Other scenarios can create interruptions in the normal flow of things within our microprocessor. Some instructions may take multiple cycles at a single stage to complete. More complex arithmetic may spend significantly longer at the execute stage while the operation works out. With an in-order microprocessor, all instructions behind it must wait.

Again, the more stages in your pipeline, the bigger the penalty for a stall. But when the pipeline is full, a deeper pipeline will give us a higher clock speed and better overall performance - we just need to worry about keeping the pipeline full (which takes a great deal of additional transistors). And yes, there is an upper limit to how deep you can pipeline your processor before you start running into diminishing returns in both a performance and power sense, this was ultimately the downfall of the Pentium 4’s architecture.

Superscalar to the Rescue

If deepening the pipeline gives us higher clock speeds and more instructions being worked on at a time, but at the expense of lower performance when things aren’t working optimally, what other options do we have for increasing performance?

Instead of going deeper, what about making our chip wider? In our previous example only a single instruction could be active at any given stage in the pipeline - what if we removed that limitation?

A superscalar processor is one that allows multiple instructions to be active at any given stage in the pipeline. Through some duplication of resources you can now have two or more instructions at the same stage at the same time. The simplest superscalar implementation is a dual-issue, where two instructions can go down the pipe in parallel. Today’s Core 2 and Core i7 processors are four issue (four instructions go down the pipe in parallel); the high end hasn’t been dual issue since the days of the original Pentium processor.

• DATASET CONTENT
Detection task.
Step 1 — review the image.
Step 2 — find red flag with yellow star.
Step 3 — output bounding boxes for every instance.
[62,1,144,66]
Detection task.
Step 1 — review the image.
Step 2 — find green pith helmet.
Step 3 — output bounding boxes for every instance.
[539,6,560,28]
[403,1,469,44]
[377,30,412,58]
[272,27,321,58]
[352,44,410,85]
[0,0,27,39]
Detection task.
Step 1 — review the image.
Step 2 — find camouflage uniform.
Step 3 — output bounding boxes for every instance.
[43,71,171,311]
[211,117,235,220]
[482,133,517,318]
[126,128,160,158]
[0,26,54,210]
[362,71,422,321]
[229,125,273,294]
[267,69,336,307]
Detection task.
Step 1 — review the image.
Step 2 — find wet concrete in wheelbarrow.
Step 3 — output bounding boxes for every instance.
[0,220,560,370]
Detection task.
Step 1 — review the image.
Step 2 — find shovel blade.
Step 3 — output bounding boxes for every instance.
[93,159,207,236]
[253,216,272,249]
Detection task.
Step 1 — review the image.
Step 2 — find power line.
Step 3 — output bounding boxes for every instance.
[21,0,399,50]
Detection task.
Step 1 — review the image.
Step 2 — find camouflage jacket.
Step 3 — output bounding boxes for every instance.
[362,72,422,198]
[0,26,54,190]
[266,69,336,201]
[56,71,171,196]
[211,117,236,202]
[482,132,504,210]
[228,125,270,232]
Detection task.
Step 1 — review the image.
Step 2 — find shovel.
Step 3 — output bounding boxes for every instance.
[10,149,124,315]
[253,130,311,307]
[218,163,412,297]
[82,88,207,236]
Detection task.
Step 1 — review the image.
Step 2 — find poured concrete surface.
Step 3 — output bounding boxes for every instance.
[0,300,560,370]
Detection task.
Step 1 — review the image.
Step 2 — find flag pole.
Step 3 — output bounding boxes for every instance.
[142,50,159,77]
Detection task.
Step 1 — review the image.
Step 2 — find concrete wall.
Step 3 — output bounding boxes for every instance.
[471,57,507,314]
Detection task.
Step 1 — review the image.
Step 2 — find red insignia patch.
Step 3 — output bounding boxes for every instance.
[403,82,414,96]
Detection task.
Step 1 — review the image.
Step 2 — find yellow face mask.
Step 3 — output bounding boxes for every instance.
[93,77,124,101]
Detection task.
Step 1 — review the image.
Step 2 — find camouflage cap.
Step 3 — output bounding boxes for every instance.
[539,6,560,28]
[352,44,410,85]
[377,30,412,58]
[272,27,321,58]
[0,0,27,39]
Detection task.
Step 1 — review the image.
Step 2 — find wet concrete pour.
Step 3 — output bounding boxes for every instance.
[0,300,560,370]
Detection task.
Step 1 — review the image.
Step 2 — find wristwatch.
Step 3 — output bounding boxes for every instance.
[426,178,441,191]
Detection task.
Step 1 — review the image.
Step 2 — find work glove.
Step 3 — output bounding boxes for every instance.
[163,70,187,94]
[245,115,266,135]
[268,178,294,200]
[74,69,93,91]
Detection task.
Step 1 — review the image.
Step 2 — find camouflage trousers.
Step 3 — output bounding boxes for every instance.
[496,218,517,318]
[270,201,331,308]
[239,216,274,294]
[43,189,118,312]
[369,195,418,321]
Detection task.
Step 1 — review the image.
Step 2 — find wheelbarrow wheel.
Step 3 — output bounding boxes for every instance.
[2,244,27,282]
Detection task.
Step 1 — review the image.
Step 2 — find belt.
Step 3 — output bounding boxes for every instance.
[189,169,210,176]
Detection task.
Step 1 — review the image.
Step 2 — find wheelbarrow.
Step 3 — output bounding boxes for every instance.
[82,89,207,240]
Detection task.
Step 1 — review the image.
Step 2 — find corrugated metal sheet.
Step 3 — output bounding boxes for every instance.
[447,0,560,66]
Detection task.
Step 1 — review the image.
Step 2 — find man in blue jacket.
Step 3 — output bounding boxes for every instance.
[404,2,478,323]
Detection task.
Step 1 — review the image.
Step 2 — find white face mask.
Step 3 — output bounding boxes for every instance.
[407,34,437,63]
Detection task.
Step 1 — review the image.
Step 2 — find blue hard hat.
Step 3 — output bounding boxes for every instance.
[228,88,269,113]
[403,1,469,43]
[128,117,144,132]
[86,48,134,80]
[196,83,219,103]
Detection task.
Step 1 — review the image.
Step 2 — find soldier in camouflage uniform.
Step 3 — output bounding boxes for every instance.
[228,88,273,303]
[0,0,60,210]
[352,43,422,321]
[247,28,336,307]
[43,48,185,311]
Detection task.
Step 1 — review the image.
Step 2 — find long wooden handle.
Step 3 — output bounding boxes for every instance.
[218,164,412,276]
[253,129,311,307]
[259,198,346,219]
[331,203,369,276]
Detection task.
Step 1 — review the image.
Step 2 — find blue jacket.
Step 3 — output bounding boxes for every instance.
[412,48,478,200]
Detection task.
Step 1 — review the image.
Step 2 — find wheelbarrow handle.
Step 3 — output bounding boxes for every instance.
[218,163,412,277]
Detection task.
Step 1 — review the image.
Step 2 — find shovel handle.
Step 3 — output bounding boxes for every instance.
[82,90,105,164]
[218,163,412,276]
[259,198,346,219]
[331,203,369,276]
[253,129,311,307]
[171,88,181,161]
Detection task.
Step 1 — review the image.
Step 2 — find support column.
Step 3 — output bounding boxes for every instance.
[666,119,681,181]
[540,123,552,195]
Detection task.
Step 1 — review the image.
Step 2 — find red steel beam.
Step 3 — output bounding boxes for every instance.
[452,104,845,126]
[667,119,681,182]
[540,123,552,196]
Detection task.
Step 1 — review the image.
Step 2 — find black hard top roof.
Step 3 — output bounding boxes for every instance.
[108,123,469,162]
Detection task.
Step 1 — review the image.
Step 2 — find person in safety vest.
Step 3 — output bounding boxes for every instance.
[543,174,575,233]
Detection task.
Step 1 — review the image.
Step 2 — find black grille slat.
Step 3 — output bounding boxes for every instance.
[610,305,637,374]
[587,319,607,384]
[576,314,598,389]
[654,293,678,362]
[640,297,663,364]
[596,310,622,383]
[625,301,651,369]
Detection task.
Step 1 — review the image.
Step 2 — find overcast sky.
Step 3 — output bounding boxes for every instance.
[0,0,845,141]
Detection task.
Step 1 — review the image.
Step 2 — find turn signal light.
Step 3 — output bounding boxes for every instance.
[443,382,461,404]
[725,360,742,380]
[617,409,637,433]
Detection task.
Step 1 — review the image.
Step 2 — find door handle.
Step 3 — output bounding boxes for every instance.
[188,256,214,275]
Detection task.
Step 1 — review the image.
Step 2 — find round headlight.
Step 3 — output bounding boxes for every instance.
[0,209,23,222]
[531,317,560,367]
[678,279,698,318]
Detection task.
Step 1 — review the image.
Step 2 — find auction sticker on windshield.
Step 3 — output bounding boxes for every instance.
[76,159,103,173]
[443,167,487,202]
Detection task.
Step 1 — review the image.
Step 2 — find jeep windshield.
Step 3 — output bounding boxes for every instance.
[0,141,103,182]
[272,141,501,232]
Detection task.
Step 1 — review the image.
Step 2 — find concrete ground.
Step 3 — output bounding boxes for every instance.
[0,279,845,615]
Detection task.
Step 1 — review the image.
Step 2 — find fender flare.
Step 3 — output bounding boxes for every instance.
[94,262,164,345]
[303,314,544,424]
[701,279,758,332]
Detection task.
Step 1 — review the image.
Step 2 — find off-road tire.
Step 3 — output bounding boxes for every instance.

• DIRECTION A
Answer these questions about the processor pipeline excerpt, one line each:
(i) In an in-order microprocessor, what happens to the instructions behind one that takes multiple cycles at a single stage?
(ii) Whose architecture was ultimately brought down by pipelining too deeply?
(iii) How many instructions go down the pipe in parallel in the Core 2 and Core i7 processors?
• DIRECTION B
Carry the processor pipeline excerpt forward from its final sentence.

• FINAL RESULT A
(i) They must all wait.
(ii) The Pentium 4's.
(iii) Four.

• FINAL RESULT B
The benefits of a superscalar chip are obvious: you potentially double the number of completed instructions at any given time. Combine that with a reasonably pipelined, high clock speed architecture and you have the makings of a high performance processor.

The drawbacks are also obvious; enabling a multi-issue architecture requires more transistors, which drive up die size (cost) and power (heat). Only recently have superscalar designs made their way into mobile devices thanks to smaller and cooler switching transistors (e.g. 45nm). You also have to worry even more about keeping the CPU fed with instructions, which means larger caches, faster memory buses and clever architectural tricks to extract as much instruction level paralellism as possible. A dual issue chip is a waste if you can’t keep it fed consistently.

Raw Clock Speed

The previous two examples of architectural enhancements are major improvements in design. To design a modern day CPU with more pipeline stages or to go from a single to dual-issue design takes a team years to implement; these are not trivial improvements.

A simpler path to improving performance is to just increase the clock speed of the CPU. In the first example I provided, our CPU could only run as fast as the most complex pipeline stage allowed it. In the real world however, there are other limitations to clock speed.

Manufacturing issues alone can severely limit clock speed. Even though an architecture may be capable of running at 1GHz, the transistors used in making the chip may only be yielding well at 600MHz. Power is also a major concern. A transistor usually has a range of switching speeds. Our hypothetical 45nm process may be able to run at 300MHz at 0.9500V or 600MHz at 1.300V; higher frequencies generally mean higher voltage, which results in higher power consumption - a big issue for mobile devices.

The iPhone’s processor is based on a SoC that can operate at up to 600MHz, for power (and battery life) concerns Apple/Samsung limit the CPU core to running at 412MHz. The architecture can clearly handle more, but the balance of power and battery life gate us. In general, increasing clock speed alone isn’t a desirable option to improve performance in a mobile device like a smartphone because your performance per watt doesn’t improve tremendously if at all.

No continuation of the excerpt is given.